**To be done**
Extract every line of text from the records below verbatim, leaving out the pictures.

**Data in this exercise**
---
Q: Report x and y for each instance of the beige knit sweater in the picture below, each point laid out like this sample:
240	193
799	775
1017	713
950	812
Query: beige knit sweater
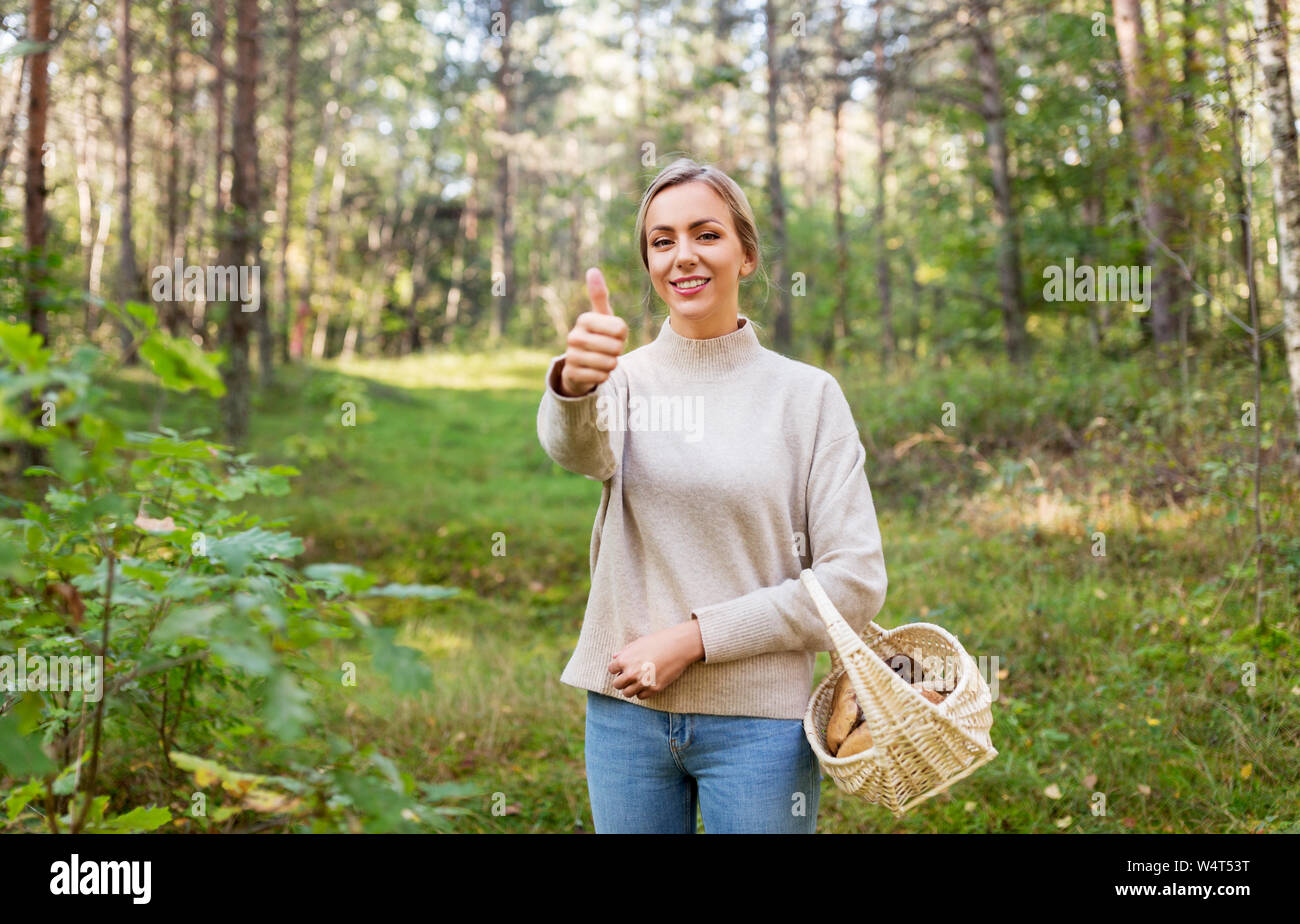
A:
726	469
---
**Answer in full**
Q: Report x and y for each instance of the beige knit sweater in the picture below, each point laid out like this sample:
240	193
799	775
1017	713
950	812
Query: beige knit sweater
A:
726	469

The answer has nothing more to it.